▸ **What you should do**: Your answer must be an exact copy of the data, without any pictures.

[Image-grounded pointing data]

★ ★ ★ ★ ★ ★ ★

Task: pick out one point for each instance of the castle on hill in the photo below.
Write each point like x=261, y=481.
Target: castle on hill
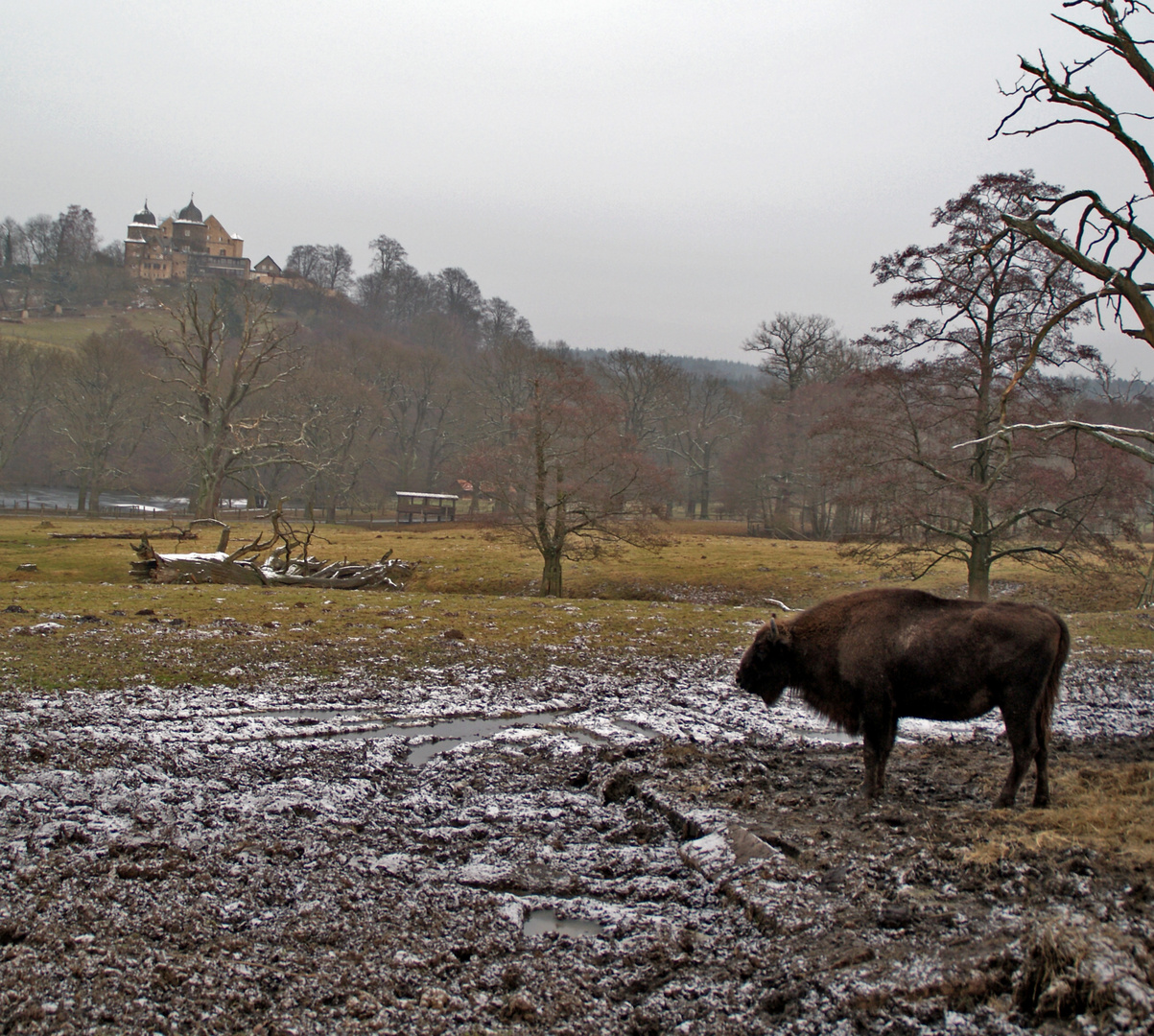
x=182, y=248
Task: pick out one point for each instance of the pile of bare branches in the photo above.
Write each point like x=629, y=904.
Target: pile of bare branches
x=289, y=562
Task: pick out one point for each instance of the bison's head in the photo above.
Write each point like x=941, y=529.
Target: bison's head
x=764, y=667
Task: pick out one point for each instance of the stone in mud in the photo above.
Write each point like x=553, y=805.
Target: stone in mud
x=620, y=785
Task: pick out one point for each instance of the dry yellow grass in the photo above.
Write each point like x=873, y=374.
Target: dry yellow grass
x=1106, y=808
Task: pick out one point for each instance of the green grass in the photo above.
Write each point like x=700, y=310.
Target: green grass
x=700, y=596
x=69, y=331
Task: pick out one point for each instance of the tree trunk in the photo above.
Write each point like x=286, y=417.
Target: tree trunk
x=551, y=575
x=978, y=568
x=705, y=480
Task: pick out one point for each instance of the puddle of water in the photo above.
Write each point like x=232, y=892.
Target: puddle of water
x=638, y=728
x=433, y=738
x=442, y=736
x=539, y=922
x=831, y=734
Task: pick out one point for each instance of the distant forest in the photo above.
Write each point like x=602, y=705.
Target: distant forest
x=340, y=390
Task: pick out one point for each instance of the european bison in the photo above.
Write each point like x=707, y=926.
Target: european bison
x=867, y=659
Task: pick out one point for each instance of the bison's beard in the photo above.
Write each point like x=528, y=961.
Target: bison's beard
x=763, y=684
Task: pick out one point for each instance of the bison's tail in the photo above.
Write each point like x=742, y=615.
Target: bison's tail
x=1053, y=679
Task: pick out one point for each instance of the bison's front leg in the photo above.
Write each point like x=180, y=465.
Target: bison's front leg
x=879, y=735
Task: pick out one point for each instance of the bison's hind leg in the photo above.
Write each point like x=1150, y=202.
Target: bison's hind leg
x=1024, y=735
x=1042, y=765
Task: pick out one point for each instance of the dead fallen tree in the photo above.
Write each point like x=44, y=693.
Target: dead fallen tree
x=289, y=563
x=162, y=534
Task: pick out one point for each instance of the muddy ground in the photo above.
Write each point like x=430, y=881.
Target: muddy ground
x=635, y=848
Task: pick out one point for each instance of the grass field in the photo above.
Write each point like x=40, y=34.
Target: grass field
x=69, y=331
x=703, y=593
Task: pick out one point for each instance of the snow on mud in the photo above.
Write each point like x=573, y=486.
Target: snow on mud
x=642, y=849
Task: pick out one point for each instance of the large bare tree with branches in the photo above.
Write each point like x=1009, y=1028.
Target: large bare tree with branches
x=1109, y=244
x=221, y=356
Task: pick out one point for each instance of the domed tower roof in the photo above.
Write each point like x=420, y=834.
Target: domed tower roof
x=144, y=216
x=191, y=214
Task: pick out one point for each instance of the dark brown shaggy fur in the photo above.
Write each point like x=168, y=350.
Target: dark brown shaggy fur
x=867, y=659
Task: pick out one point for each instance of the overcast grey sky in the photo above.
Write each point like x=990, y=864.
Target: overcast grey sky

★ ★ ★ ★ ★ ★ ★

▸ **Problem solution**:
Task: pick out one point for each instance of the castle on hill in the photo below.
Write each point like x=261, y=481.
Target: castle on hill
x=182, y=248
Task: pick out one point for each instance of the pile of bare branches in the photo above.
Write each point like x=629, y=904.
Target: pile of bare branches
x=289, y=562
Task: pick out one point for each instance of the bison's head in the photo above.
Write each point like x=941, y=529.
Target: bison's head
x=764, y=667
Task: pick out one point for each instance of the stone in mud in the photo above.
Write each point like x=553, y=805.
Target: stone in mud
x=620, y=785
Task: pick out one point for each instance of the dry yellow grass in the photo above.
Write each point like x=873, y=374.
Target: dry yellow grass
x=1106, y=808
Task: pick out one point for each instance of the green grass in the photo above.
Write each point like x=700, y=310.
Target: green grass
x=700, y=596
x=69, y=331
Task: pick out one point for each instance of the tree trunk in the photo above.
Write each point like x=286, y=417.
Target: tree trunk
x=551, y=575
x=978, y=568
x=705, y=480
Task: pick out one point for each instance of the puddle of water in the photo above.
Write each point like x=232, y=892.
Target: puddle of water
x=638, y=728
x=433, y=738
x=442, y=736
x=539, y=922
x=831, y=734
Task: pick out one point for each instance of the distant forest in the photo above.
Write each point like x=602, y=705.
Target: distant forest
x=340, y=390
Task: pick out one point for each instance of the european bison in the photo above.
Write each point like x=707, y=926.
Target: european bison
x=867, y=659
Task: pick out one point for each instance of the bison's beard in the photo above.
Write each point like x=528, y=961.
Target: bison's beard
x=763, y=684
Task: pick out one point for each instance of the bison's tail in the photo above.
Write each point like x=742, y=615.
Target: bison's tail
x=1053, y=679
Task: pick out one point for each instance of the bison's front leg in the photo above.
Write each point like x=180, y=465.
Target: bison's front leg
x=879, y=735
Task: pick out one point for each instance of the bison's hind leg in the photo above.
Write each point like x=1150, y=202.
Target: bison's hind leg
x=1024, y=735
x=1042, y=765
Task: pick out one point for each instance of the dead fallen tree in the photo above.
Write each point like x=44, y=693.
Target: dead fallen tree
x=289, y=563
x=162, y=534
Task: pick out one point for each instance of the muddy ground in the photo above.
Write each point like x=430, y=881.
Target: muddy ground
x=635, y=848
Task: pick out one point for each instance of the grass field in the photo above.
Write each point like x=40, y=34.
Target: grass field
x=69, y=331
x=703, y=593
Task: pick out one point for each instance of the snow on mud in the photo above.
Write each point like x=573, y=486.
Target: snow on mud
x=642, y=849
Task: pick out one point for each instance of the large bare tree with branches in the photo above.
Write each point like x=1009, y=1028.
Target: large bare tree with branches
x=1109, y=244
x=221, y=356
Task: pick out one point for each instance of the domed tower roof in the photo above.
Write each point like x=420, y=834.
Target: domed tower roof
x=144, y=216
x=191, y=214
Task: pick out one point for each instance of the dark brown shaggy fur in the photo above.
Write each point like x=168, y=350.
Target: dark brown shaggy fur
x=867, y=659
Task: pick out one point for each instance of the overcast grey sky in the photo above.
Write each point like x=990, y=864.
Target: overcast grey sky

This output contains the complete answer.